2 comments January 22nd, 2014 at 06:22am

The legal abduction and the protective dingo

I had a dream that a man stormed in to my house to announce that he was starting a convoluted legal process to abduct me. I wasn’t happy about it, but went along with it at first as I thought he was the same man that had abducted a work colleague, and this was a chance to save them.

As part of the legal process, I was evicted from my house, without any of my property except clothing, for 24 hours. I informed the man that he had to record weather updates for my hobby radio station in my absence, and then left. It was nearly 5pm and I realised that work would be expecting me at any moment, but without my phone I could not inform them that I would not be coming in as I was being abducted.

The next thing I knew, I was hiding in a cupboard so that the court-appointed pre-abduction psychiatrist couldn’t find me. Unfortunately the cupboard did not have a door, but only a curtain, which the psychiatrist stuck her nose through.

Suddenly I realised I was sharing the cupboard with a dingo. The dingo scared the psychiatrist away and then kept me company. I gave the nice dingo a pat. The dingo seemed to enjoy this.

A short time later, one of the dingo’s army friends came over and told me he could help me with my abduction problem. The dingo trusted him, and that was good enough for me.

Alas I was then woken up by a phone call and did not find out how the dream ended, but based on the fact that I was feeling safe for the first time in the dream in the presence of the dingo and his army friend, I suspect the dream may have ended well. Either that, or it would have cut away to another semi-related scene without any sort of resolution.

Samuel

July 30th, 2013 at 01:51am

Processing insurance claims under enclosed above-ground train tunnels

One of the things I have noticed lately is that if I leave my electric blanket on while I’m sleeping, I have more vivid dreams than I do when the electric blanket is not on. I suspect this may have something to do with my body temperature being higher with the electric blanket.

This morning was no exception.

The dream started with me driving home down a steep hill. A warning light appeared and then the car completely died…the steering didn’t work and the brakes only partially worked. I slid down the hill and eventually came to a halt in the ambulance parking space of a hospital’s emergency department.

• _DATA UNDER STUDY_:
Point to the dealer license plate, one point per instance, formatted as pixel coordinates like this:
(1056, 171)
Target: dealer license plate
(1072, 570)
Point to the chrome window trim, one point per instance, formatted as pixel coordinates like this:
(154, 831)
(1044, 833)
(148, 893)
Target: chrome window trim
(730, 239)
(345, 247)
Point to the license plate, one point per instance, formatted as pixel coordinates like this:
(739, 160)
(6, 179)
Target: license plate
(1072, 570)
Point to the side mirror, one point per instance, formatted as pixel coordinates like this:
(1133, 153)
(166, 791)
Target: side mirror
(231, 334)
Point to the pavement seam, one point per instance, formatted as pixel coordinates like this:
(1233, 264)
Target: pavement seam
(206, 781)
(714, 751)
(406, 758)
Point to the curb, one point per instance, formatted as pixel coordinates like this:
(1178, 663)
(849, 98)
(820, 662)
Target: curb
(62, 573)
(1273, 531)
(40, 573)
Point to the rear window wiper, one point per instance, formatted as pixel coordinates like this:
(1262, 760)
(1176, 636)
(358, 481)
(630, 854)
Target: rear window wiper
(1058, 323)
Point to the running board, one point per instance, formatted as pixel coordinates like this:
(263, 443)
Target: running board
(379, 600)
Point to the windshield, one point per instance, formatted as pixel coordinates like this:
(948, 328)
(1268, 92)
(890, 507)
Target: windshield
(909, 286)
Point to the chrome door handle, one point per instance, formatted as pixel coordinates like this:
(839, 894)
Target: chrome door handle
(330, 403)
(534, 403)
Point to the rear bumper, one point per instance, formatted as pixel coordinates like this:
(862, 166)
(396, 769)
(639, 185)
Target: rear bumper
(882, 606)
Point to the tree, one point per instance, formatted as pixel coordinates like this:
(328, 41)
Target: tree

• _STUDY QUESTIONS_:
1 > According to the dream journal, for how long was the narrator evicted from the house as part of the legal process?
2 > Transcribe the dream journal from "July 30th, 2013" to "hospital’s emergency department.".

• _EXPECTED RESPONSES_:
1 > 24 hours.

2 >
July 30th, 2013 at 01:51am

Processing insurance claims under enclosed above-ground train tunnels

One of the things I have noticed lately is that if I leave my electric blanket on while I’m sleeping, I have more vivid dreams than I do when the electric blanket is not on. I suspect this may have something to do with my body temperature being higher with the electric blanket.

This morning was no exception.

The dream started with me driving home down a steep hill. A warning light appeared and then the car completely died…the steering didn’t work and the brakes only partially worked. I slid down the hill and eventually came to a halt in the ambulance parking space of a hospital’s emergency department.